◆ Work task 1 ◆
Output the stretch of the background piece on the human species from "There are two" through "due to relativity).", word for word.
◆ Work task 2 ◆
Continue the background piece on the human species, picking up right after its last sentence.

◆ Reading text ◆
========================================================================
Background on the Human Species - Story Related

Just a warning to my readers: This contains spoilers!  While the book isn’t published or even done, what follows might ruin it for you one day in the far-flung future as you read my book curled up around a holographic fire.  BE WARNED!


Some information on Humanity in the story

Where do Humans Come from?

     The story is set in a variety of genres.  On the largest scale, the story is science fiction pulp (or operatic) and on the smallest scale the story is a healthy mixture of Steampunk and Fantasy.  Reconciling these disparate sub-genres is not an easy task, but is possible.  Here we go!

     There are two distinct varieties of Terrans (Terran, of course, is a blanket term for earthlings): Pre-stellar colonial Terrans and Diasporic Terrans. 
     Pre-stellar Colonial Terrans (or Colonials for short) represent those worlds and populations who have, since founding their worlds, forgotten the origins of their species and have yet to redevelop interstellar travel.  These worlds can exist (and do) at or below the technological levels of current Earth.  The majority of Terran worlds fit into the Colonial category, as Terran colonial efforts for several centuries occurred at or below the speed of light, and could take a very long time (for example, using a pulsed propulsion system could accelerate a ship to 10% the speed of light, and would still take sixty to seventy years to reach Alpha Centuari, more so on Earth due to relativity).
     With these massive distances, and no way to make return trips (set amounts of fuel were usually stored for one trip, one way) Colony ships were equipped with everything the first population needed to get themselves started, and left very little room for error, with no real buffer zone for rations, machinery, and housing (including a gross error in calculating for population growth in transit).  While there is no significant research into the early founding worlds, evidence suggests that 80% of them would become Pre-stellar and remain so for many generations.
     The main world in our story – Taleasia – is an example of a Pre-Stellar Colonial World, where the fight to survive outweighed the desire to keep things like computers, data storage devices, and electronics functioning.  What value does a portable music device have to a subsistence farmer anyways?

     Diasporic Terrans represent two separate but equal groups.  The first are the rare 10% of early founding worlds that were able to quickly gain a footing in stellar travel.  Most of these colonies maintained their ship as a fortress or base of operations (where as Colonials were usually forced to scrap the ship for metal).  These worlds then, have continued the spirit of Earth, and are a far brighter light in the sky (proverbially) for other worlds to find.
     The second group of Diasporic Terrans come from a time period referred to as The Second Founding.  Earth, still under the constant population pressures, have begun developing FTL (Faster than Light) engines and colony ships, developing worlds at greater distances from Earth, and maintaining communications with them (using what’s called a nano-pin relay).
========================================================================
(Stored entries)

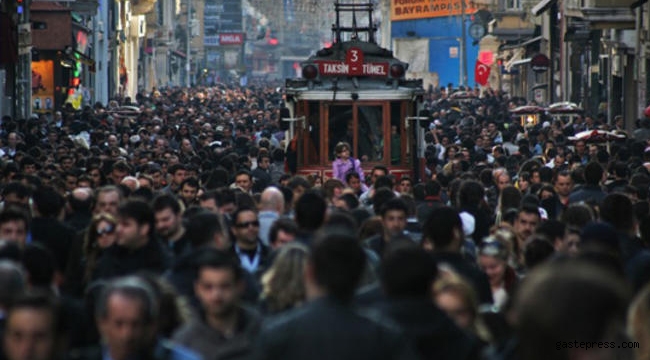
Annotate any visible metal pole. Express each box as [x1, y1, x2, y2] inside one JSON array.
[[460, 0, 467, 86], [15, 0, 32, 119], [185, 0, 192, 88]]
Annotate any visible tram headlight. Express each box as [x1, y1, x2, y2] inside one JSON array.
[[302, 64, 318, 80], [390, 64, 405, 79]]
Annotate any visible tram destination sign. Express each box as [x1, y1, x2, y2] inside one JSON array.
[[314, 47, 389, 77], [315, 61, 388, 76]]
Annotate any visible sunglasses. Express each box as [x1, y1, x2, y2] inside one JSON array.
[[97, 225, 115, 236], [235, 220, 260, 229], [479, 237, 506, 256]]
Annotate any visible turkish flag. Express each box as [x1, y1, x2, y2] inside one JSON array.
[[474, 60, 490, 86]]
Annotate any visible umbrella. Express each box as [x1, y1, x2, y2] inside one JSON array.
[[569, 130, 627, 143], [510, 105, 546, 115], [546, 101, 584, 114]]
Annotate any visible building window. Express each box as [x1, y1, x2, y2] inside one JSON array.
[[506, 0, 521, 10]]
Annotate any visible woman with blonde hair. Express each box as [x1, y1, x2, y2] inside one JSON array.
[[261, 243, 309, 314], [64, 213, 117, 295]]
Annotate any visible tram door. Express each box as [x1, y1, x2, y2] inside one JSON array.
[[296, 101, 410, 168], [325, 102, 390, 163]]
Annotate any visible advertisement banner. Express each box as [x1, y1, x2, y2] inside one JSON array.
[[203, 0, 243, 47], [390, 0, 478, 21]]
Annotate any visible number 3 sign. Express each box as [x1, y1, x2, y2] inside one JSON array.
[[345, 47, 363, 75]]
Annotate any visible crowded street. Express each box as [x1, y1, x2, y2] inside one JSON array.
[[0, 0, 650, 360]]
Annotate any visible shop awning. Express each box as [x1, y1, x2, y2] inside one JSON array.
[[172, 50, 187, 59], [499, 36, 543, 50]]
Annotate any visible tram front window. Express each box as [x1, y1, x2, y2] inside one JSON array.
[[356, 106, 384, 162], [328, 105, 354, 161]]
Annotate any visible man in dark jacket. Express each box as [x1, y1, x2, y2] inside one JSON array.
[[93, 200, 171, 279], [173, 248, 261, 359], [569, 161, 607, 206], [31, 186, 76, 274], [256, 231, 417, 360], [364, 198, 408, 258], [377, 245, 478, 360]]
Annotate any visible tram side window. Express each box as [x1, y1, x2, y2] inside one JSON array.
[[305, 101, 321, 164], [356, 106, 384, 162], [327, 105, 354, 161], [390, 101, 402, 165]]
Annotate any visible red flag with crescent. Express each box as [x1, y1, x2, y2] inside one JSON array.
[[474, 60, 490, 86]]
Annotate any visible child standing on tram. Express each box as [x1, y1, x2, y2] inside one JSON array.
[[332, 142, 364, 185]]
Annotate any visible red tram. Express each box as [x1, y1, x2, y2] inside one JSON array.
[[283, 2, 428, 179]]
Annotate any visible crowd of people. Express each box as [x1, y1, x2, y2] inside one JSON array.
[[0, 84, 650, 360]]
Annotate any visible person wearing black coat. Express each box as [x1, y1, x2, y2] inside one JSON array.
[[93, 200, 172, 280], [375, 242, 480, 360], [422, 206, 493, 304], [255, 232, 418, 360]]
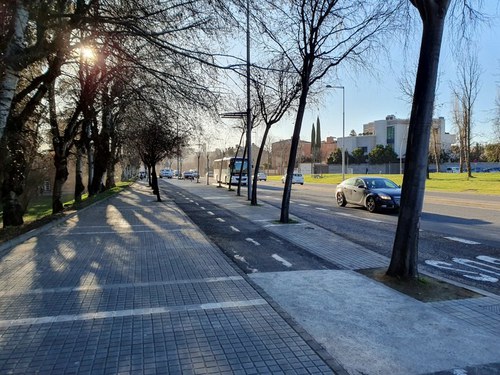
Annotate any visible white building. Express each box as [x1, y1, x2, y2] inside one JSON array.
[[337, 115, 456, 159]]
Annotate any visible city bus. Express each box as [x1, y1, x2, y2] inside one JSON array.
[[214, 157, 248, 185]]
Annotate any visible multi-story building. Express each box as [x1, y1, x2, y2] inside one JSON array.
[[337, 115, 456, 159]]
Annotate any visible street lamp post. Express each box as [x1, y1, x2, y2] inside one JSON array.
[[326, 85, 345, 181]]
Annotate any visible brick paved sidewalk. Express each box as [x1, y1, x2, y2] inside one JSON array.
[[0, 184, 338, 374]]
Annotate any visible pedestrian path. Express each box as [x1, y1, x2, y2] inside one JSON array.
[[0, 183, 341, 374], [166, 181, 500, 375]]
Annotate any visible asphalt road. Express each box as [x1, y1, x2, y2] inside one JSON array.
[[259, 182, 500, 294], [162, 181, 500, 294]]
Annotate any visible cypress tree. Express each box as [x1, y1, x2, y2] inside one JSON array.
[[311, 122, 316, 163]]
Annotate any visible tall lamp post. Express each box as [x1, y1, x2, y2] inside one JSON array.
[[246, 0, 253, 200], [326, 85, 345, 181]]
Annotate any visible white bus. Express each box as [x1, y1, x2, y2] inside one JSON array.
[[214, 157, 248, 185]]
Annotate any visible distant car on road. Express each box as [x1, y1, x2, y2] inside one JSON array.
[[484, 167, 500, 173], [160, 168, 174, 178], [335, 176, 401, 212], [182, 171, 194, 180], [281, 173, 304, 185]]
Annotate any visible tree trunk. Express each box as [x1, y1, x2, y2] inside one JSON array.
[[151, 164, 162, 202], [280, 85, 312, 224], [252, 125, 271, 206], [75, 145, 85, 203], [52, 148, 69, 214], [387, 0, 450, 278], [1, 140, 25, 228], [0, 1, 29, 139]]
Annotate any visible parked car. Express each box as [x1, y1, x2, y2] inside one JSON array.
[[182, 171, 194, 180], [335, 176, 401, 212], [484, 167, 500, 173], [281, 173, 304, 185], [160, 168, 174, 178]]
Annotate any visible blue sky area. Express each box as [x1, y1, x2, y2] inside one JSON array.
[[264, 4, 500, 148]]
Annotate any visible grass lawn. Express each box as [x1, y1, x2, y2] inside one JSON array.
[[268, 173, 500, 195], [0, 181, 132, 243]]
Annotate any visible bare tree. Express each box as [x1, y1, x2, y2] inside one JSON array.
[[452, 49, 481, 177], [256, 0, 398, 223], [251, 56, 299, 205], [387, 0, 484, 279]]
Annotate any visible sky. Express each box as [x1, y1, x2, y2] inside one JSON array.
[[247, 4, 500, 150]]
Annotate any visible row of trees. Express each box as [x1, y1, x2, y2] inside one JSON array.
[[327, 143, 500, 166], [327, 145, 399, 164], [0, 0, 233, 226], [0, 0, 490, 277]]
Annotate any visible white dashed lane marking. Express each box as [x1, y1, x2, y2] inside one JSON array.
[[245, 237, 260, 246], [271, 254, 292, 268], [445, 237, 481, 245]]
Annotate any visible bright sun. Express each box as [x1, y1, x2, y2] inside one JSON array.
[[80, 46, 95, 61]]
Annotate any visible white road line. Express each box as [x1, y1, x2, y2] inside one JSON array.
[[445, 237, 481, 245], [271, 236, 283, 244], [245, 237, 260, 246], [335, 212, 355, 217], [0, 298, 267, 328], [360, 217, 383, 223], [271, 254, 292, 268], [0, 276, 243, 297]]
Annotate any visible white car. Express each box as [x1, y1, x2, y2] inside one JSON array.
[[281, 173, 304, 185]]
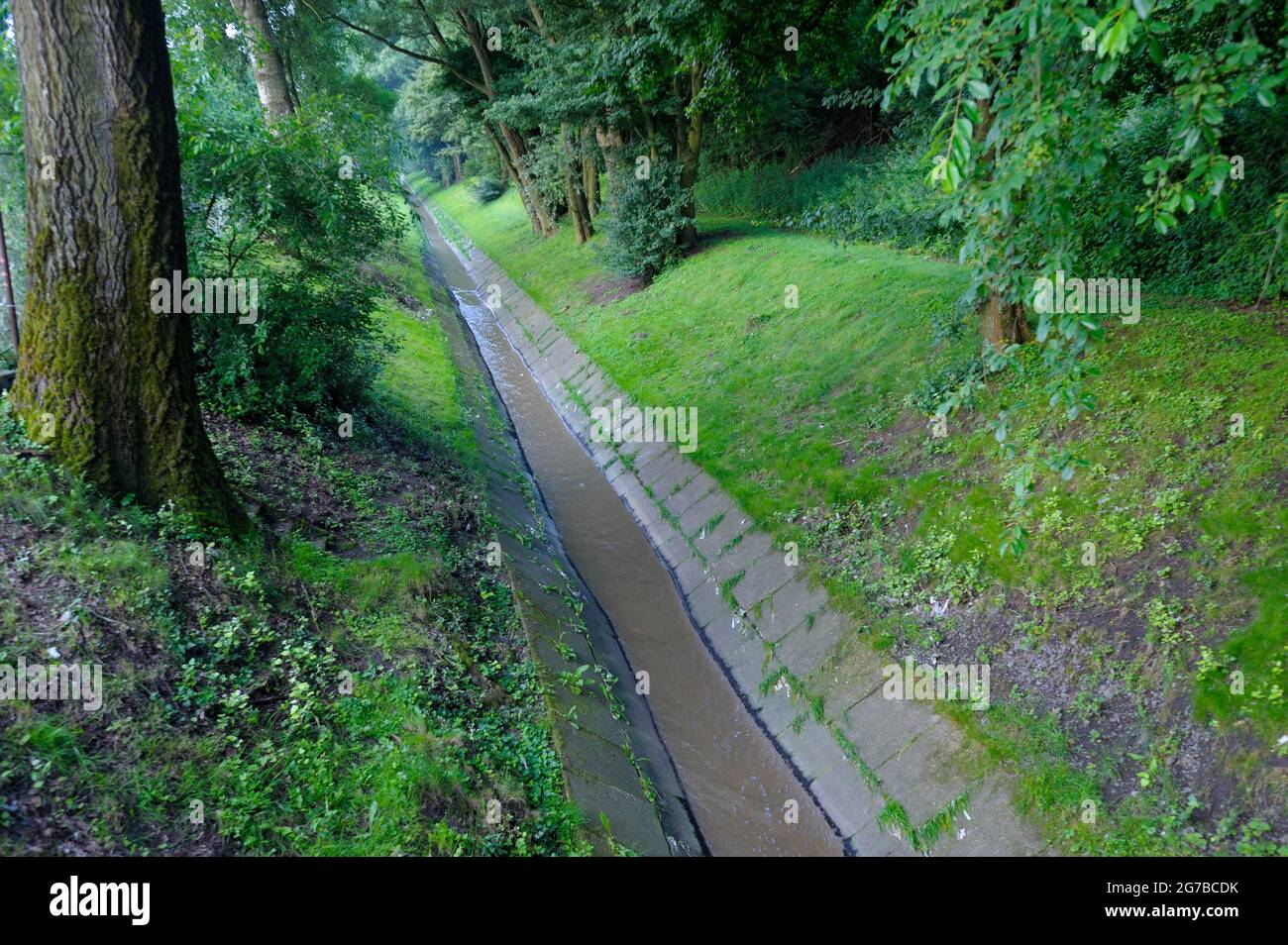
========================================================================
◆ Written answer 1 ◆
There are two distinct varieties of Terrans (Terran, of course, is a blanket term for earthlings): Pre-stellar colonial Terrans and Diasporic Terrans. 
     Pre-stellar Colonial Terrans (or Colonials for short) represent those worlds and populations who have, since founding their worlds, forgotten the origins of their species and have yet to redevelop interstellar travel.  These worlds can exist (and do) at or below the technological levels of current Earth.  The majority of Terran worlds fit into the Colonial category, as Terran colonial efforts for several centuries occurred at or below the speed of light, and could take a very long time (for example, using a pulsed propulsion system could accelerate a ship to 10% the speed of light, and would still take sixty to seventy years to reach Alpha Centuari, more so on Earth due to relativity).

◆ Written answer 2 ◆
A Note on the Human Genome Variants

    When Earth began its push into space (to cope with overpopulation and resource shortage), it was akin to infants leaving their mother’s custody for the first time.  They were entirely ignorant of the real threats in the blackness of space, and even more ignorant of the impact of their own act of playing God in tandem with the unknowns of space.
    While Engineers and Scientists designed each Colony Ship to withstand known levels of radiation from the pulse propulsion systems and from cosmic interference, they could not possibly prepare a ship for levels of radiation, or for the closed gene pool and several generations of reproduction.
    Couple these levels of radiation with the penchant of pre-Diasporic bio-engineers to attempt to alter human populations so as to reduce any given factor, and you have a broad spectrum of potential genome variations at the destinations.
    For example, some Diasporic Terran worlds have reported, from their earliest years, cases of lycanthropy in the population.  Originally dismissed as folklore and campfire stories by scientists, some credence has been given to these stories.  The genomes associated with Congenital hypertrichosis (ed: look it up here, I’m not making this up) causes a wolf like appearance, and social ignorance might have caused individuals affected to revert to a feral survival state.
    Essentially, there is little limit to the variety expected on Colonial/Diasporic worlds, and some researchers have proposed, that with time and breeding, new varieties of distinctly unique sapiens species might have developed (ed: Yes, Elves might appear and they might be genome variant 3LF).
    
ed: I'm working on more content as we speak, but I wanted to post this bit of juiciness for you right now, because I got excited and wanted to see some other people's opinions

1 comments:

Emily said...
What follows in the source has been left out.